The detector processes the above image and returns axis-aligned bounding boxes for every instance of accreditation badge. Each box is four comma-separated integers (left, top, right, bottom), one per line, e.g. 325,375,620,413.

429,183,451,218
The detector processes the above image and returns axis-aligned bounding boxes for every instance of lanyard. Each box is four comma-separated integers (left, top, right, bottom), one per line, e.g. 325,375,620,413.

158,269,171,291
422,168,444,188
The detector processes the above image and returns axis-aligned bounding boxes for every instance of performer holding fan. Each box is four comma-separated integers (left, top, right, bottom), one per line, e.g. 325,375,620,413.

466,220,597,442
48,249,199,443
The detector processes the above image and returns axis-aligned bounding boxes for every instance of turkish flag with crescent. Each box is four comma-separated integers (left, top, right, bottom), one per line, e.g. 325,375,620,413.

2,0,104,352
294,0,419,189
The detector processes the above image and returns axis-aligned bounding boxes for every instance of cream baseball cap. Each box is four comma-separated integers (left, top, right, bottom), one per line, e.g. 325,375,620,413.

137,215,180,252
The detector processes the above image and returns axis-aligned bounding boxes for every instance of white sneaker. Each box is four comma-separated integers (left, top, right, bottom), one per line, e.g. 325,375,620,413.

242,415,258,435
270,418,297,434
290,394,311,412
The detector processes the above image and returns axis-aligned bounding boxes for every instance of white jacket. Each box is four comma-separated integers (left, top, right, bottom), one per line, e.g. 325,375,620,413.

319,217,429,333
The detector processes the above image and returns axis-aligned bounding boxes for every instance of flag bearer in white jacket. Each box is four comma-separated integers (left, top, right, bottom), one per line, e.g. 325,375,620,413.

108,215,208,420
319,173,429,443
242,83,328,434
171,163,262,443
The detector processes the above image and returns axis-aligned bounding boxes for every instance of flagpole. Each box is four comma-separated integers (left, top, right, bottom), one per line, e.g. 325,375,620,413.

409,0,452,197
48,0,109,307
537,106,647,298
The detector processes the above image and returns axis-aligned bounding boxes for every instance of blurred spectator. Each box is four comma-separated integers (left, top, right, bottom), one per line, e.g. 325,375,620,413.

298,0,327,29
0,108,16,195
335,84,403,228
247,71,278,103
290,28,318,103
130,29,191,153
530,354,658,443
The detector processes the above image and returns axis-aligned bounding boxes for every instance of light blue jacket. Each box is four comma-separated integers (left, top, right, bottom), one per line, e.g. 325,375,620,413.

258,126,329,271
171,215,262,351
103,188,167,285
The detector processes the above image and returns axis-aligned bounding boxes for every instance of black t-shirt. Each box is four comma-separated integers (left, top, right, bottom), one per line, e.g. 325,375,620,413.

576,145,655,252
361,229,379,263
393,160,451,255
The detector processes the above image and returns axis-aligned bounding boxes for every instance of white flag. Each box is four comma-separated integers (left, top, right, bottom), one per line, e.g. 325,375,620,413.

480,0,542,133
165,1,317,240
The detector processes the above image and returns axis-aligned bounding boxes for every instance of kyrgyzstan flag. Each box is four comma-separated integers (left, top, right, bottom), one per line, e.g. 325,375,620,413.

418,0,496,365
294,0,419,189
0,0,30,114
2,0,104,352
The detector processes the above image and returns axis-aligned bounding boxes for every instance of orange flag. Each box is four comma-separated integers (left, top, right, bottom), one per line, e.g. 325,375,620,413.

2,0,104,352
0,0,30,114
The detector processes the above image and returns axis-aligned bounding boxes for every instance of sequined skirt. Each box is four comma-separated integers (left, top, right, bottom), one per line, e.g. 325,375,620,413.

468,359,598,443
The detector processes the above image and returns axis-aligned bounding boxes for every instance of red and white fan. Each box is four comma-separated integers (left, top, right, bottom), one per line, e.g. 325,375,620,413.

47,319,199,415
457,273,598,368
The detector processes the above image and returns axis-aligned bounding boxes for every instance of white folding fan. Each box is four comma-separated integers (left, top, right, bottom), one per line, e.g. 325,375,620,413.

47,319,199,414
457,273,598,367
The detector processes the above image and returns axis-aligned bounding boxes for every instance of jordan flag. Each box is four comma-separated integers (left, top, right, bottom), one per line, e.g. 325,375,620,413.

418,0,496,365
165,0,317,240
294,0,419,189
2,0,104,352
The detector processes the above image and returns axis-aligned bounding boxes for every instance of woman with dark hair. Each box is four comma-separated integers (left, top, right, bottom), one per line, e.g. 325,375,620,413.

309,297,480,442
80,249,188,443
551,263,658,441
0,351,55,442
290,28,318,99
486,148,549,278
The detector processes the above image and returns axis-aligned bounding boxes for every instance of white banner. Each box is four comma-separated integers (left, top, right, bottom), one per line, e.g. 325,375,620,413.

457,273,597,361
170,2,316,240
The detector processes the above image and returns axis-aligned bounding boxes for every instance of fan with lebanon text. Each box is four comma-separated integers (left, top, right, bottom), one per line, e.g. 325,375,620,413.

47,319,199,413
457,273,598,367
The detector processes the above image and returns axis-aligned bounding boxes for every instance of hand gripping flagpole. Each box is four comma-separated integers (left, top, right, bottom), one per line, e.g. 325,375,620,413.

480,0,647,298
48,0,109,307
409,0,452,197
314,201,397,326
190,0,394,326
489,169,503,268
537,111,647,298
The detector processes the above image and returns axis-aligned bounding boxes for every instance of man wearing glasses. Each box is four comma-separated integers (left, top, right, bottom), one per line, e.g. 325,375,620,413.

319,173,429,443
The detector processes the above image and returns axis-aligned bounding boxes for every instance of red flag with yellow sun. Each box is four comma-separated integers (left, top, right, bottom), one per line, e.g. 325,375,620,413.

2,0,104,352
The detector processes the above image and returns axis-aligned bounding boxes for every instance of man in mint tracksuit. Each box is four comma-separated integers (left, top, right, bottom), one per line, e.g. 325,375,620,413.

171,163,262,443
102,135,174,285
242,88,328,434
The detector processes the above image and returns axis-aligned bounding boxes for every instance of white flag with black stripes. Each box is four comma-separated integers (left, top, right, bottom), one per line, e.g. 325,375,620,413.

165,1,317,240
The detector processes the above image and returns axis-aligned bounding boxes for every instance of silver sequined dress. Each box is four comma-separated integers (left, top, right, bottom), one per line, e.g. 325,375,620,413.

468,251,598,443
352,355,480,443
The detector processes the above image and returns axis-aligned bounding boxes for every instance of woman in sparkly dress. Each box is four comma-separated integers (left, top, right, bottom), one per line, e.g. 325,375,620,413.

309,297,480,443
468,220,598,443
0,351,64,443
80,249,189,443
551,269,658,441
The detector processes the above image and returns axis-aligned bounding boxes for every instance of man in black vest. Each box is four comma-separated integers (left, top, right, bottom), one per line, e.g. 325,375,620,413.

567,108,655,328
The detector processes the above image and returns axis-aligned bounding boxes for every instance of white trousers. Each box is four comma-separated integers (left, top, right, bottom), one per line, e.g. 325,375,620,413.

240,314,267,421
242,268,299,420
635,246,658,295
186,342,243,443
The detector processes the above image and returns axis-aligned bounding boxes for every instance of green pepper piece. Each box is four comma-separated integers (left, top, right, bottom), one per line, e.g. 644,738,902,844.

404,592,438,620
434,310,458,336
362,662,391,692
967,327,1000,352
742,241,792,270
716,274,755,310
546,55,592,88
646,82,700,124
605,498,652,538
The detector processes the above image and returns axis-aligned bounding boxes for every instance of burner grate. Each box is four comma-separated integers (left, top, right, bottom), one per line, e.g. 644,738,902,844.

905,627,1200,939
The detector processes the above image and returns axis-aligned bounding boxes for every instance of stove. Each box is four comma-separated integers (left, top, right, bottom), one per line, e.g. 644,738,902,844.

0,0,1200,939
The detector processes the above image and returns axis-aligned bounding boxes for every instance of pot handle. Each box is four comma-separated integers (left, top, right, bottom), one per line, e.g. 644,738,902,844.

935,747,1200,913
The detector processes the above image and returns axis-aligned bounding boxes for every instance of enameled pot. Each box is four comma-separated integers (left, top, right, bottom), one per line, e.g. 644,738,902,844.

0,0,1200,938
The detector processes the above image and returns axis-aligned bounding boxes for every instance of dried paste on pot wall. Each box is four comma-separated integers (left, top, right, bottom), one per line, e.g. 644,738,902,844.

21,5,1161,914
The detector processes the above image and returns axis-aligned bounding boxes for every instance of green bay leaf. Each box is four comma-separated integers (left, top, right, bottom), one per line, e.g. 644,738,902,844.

**TASK PROMPT**
Copy out verbatim the lines starting at the one containing "instance of enameled" and ending at the one containing "0,0,1200,938", with both of those lines included.

**FULL SOLUTION**
The detector processes the above image and returns axis-aligned bounding boxes for every instance of enameled pot. Each box is four comma-separated integers (left, top, right, bottom), one per line, e.g. 644,738,902,844.

0,0,1200,938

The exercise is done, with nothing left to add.